INSTRUCTIONS FOR THE TASK
Set down the records that follow in full and without changes.

Data excerpts

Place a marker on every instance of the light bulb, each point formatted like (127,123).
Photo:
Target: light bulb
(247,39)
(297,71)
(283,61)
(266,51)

EXERCISE ANSWER
Place a marker on every instance of the light bulb, each point formatted like (127,123).
Photo:
Target: light bulb
(247,39)
(297,71)
(283,61)
(266,51)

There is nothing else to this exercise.